Reading passage Start Marker

Writers' Trust Honours Hay, Bhat, Page & Others with More Than $260,000 in Literary Prizes
Last night in Toronto, the Glenn Gould Studio at CBC was packed full of writers, readers, and members of the Canadian literary community, all waiting on tenterhooks to hear the names of writers whose lives and careers would be changed by prizes from the Writers' Trust.
The multi-award event is the biggest of its kind, honouring fiction, poetry, short stories, and writing for young readers. There were points of interest throughout the evening, as an acclaimed novelist was awarded a nonfiction prize, and a small and might independent press scooped the big fiction award.
Elizabeth Hay was awarded the $60,000 Hilary Weston Writers’ Trust Prize for Nonfiction for All Things Consoled: A Daughter’s Memoir (McClelland & Stewart), a deeply relevant memoir that captures Hay's experience as a caregiver near the end of her parents' lives.

Reading passage End Marker
Data under study Start Marker

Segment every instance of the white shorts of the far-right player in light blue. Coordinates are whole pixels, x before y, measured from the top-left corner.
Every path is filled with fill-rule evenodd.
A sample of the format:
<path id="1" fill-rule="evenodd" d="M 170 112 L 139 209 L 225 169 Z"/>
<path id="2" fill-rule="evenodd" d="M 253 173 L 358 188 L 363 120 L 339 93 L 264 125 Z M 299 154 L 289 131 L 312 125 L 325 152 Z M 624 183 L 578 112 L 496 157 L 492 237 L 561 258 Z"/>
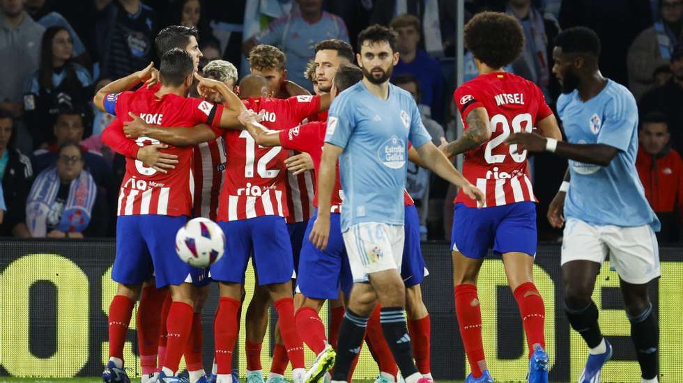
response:
<path id="1" fill-rule="evenodd" d="M 594 226 L 579 219 L 567 220 L 561 265 L 572 260 L 602 264 L 608 254 L 611 267 L 627 283 L 641 285 L 661 275 L 659 245 L 649 225 Z"/>

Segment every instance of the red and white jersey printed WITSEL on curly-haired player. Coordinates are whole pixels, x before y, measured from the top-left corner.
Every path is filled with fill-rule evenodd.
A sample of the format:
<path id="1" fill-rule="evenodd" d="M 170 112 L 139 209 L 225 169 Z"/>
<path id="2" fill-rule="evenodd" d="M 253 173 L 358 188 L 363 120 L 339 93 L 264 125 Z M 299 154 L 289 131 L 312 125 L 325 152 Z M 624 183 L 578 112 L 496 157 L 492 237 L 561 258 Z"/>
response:
<path id="1" fill-rule="evenodd" d="M 455 104 L 467 130 L 467 116 L 485 108 L 491 120 L 491 138 L 465 153 L 463 175 L 486 196 L 484 207 L 534 201 L 527 168 L 527 152 L 505 139 L 511 133 L 532 132 L 537 121 L 553 114 L 536 84 L 508 72 L 479 75 L 456 89 Z M 472 198 L 459 192 L 454 203 L 475 207 Z"/>

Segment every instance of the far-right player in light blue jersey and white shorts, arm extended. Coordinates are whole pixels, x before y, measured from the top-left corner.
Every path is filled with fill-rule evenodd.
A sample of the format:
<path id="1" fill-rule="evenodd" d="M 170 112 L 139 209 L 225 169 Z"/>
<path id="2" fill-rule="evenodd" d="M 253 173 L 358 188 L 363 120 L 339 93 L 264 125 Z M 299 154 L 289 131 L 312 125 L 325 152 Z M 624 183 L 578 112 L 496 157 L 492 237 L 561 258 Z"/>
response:
<path id="1" fill-rule="evenodd" d="M 661 274 L 654 236 L 660 224 L 635 166 L 636 100 L 627 88 L 601 75 L 599 56 L 600 40 L 594 31 L 585 27 L 562 31 L 553 49 L 553 73 L 562 85 L 558 114 L 567 142 L 520 133 L 507 141 L 516 144 L 518 152 L 545 150 L 569 159 L 565 182 L 548 208 L 548 220 L 560 228 L 566 219 L 561 258 L 565 312 L 590 349 L 579 382 L 599 382 L 600 370 L 612 355 L 591 299 L 601 263 L 609 254 L 631 321 L 640 381 L 652 383 L 657 382 L 659 370 L 659 328 L 647 284 Z"/>

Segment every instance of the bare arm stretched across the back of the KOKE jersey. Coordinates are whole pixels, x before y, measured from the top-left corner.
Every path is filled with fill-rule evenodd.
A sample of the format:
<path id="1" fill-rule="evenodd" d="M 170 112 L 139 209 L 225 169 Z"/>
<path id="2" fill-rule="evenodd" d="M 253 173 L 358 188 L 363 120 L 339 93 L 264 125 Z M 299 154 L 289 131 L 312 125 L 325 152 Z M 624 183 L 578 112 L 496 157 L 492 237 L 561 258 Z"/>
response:
<path id="1" fill-rule="evenodd" d="M 218 136 L 205 124 L 199 124 L 195 127 L 160 127 L 145 123 L 139 116 L 130 112 L 128 116 L 132 120 L 123 123 L 123 132 L 129 139 L 146 136 L 175 146 L 191 146 L 200 142 L 211 141 Z"/>

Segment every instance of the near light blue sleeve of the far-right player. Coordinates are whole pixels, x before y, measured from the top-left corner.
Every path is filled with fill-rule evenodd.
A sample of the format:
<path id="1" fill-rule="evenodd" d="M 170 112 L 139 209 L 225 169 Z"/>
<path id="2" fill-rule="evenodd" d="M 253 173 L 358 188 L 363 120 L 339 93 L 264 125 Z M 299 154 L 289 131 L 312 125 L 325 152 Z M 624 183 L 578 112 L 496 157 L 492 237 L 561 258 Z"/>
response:
<path id="1" fill-rule="evenodd" d="M 630 102 L 632 101 L 632 102 Z M 638 107 L 633 97 L 613 97 L 605 108 L 597 143 L 613 146 L 622 152 L 629 149 L 634 130 L 638 129 Z"/>

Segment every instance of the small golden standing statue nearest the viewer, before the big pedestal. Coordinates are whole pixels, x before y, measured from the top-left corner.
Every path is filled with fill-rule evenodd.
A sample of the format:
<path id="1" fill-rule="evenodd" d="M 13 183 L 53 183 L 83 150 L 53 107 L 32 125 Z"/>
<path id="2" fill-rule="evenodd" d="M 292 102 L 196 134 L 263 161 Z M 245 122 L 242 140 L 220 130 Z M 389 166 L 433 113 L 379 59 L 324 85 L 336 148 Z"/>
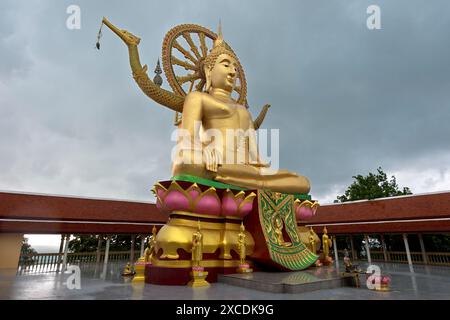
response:
<path id="1" fill-rule="evenodd" d="M 192 234 L 192 272 L 191 281 L 188 286 L 190 287 L 205 287 L 209 286 L 206 277 L 208 272 L 204 271 L 205 268 L 200 266 L 200 262 L 203 259 L 203 234 L 200 228 L 200 220 L 198 221 L 197 230 Z"/>

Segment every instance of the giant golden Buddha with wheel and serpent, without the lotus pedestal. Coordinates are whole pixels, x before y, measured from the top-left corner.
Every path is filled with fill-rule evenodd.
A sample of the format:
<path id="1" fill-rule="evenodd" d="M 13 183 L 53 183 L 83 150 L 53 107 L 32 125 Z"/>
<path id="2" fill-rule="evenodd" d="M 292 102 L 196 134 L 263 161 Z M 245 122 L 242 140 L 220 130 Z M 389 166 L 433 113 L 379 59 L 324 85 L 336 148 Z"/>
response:
<path id="1" fill-rule="evenodd" d="M 169 54 L 168 57 L 163 57 L 163 65 L 165 60 L 169 60 L 170 63 L 182 66 L 186 70 L 194 70 L 188 76 L 176 77 L 170 74 L 173 68 L 169 67 L 166 70 L 165 67 L 165 71 L 169 71 L 166 72 L 166 76 L 172 88 L 176 89 L 176 94 L 160 88 L 148 78 L 148 68 L 146 65 L 142 67 L 139 60 L 137 45 L 140 38 L 126 30 L 118 29 L 105 18 L 102 23 L 127 44 L 133 77 L 144 93 L 154 101 L 176 111 L 177 114 L 182 113 L 177 157 L 173 159 L 172 166 L 174 177 L 195 176 L 248 189 L 289 194 L 309 192 L 310 183 L 306 177 L 287 170 L 271 169 L 268 164 L 261 161 L 255 130 L 263 121 L 267 108 L 253 121 L 245 106 L 245 95 L 239 100 L 232 98 L 232 92 L 237 91 L 238 71 L 243 73 L 243 70 L 242 67 L 238 68 L 240 63 L 237 56 L 224 42 L 220 27 L 209 53 L 204 45 L 204 32 L 208 31 L 205 28 L 180 25 L 169 31 L 166 36 L 169 41 L 164 42 L 163 50 L 175 47 L 188 60 L 181 61 Z M 187 31 L 182 34 L 195 52 L 195 57 L 172 38 L 174 33 L 179 32 L 177 28 L 186 28 Z M 199 35 L 203 35 L 201 50 L 204 56 L 198 52 L 192 39 L 187 35 L 188 30 L 192 28 L 197 28 L 200 31 Z M 192 90 L 195 79 L 201 80 L 201 83 L 195 87 L 196 90 Z M 189 93 L 186 94 L 179 84 L 189 80 L 192 80 L 192 84 Z M 242 87 L 240 90 L 246 91 Z M 210 136 L 212 131 L 214 137 Z M 220 138 L 215 134 L 219 134 Z M 186 136 L 188 139 L 185 139 Z M 206 144 L 205 141 L 211 142 Z"/>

Data under study End Marker

Exercise 1
Answer these questions from the Writers' Trust article:
(a) In which venue was the event held?
(b) Which four kinds of writing does the event honor?
(c) How much money comes with the Hilary Weston Writers' Trust Prize for Nonfiction?
Exercise 2
Extend the Writers' Trust article about the literary prizes by a few more paragraphs, picking up after its final sentence.
The material above is separate from the Writers' Trust article and unrelated to it.

Written response 1
(a) The Glenn Gould Studio at CBC in Toronto.
(b) Fiction, poetry, short stories, and writing for young readers.
(c) $60,000.

Written response 2
Kathy Page took home the $50,000 Rogers Writers’ Trust Fiction Prize for Dear Evelyn (Biblioasis), a wartime love story that drew on Page's mother and father's correspondence as inspiration.
The $10,000 Writers’ Trust/McClelland & Stewart Journey Prize, a unique prize that honours a short story that has appeared in a Canadian publication in the previous year went to Shashi Bhat for “Mute,” a darkly funny story about academia and popular culture, with themes of fear, loneliness, and failed connections.
The evening also featured body of work awards, which reward not a particular book or story but a writers' whole output as well as their future promise: Jordan Scott of Royston, BC, won the $25,000 Latner Writers’ Trust Poetry Prize; past Giller Prize winner David Bergen won the $25,000 Matt Cohen Award, which recognizes a lifetime of distinguished work by a Canadian writer; Christopher Paul Curtis was the winner of the $25,000 Vicky Metcalf Award for Literature for Young People; and Alissa York, a previous winner of the Writers’ Trust/McClelland & Stewart Journey Prize, took home the $25,000 Writers’ Trust Engel/Findley Award, which honours a writer of fiction in mid-career.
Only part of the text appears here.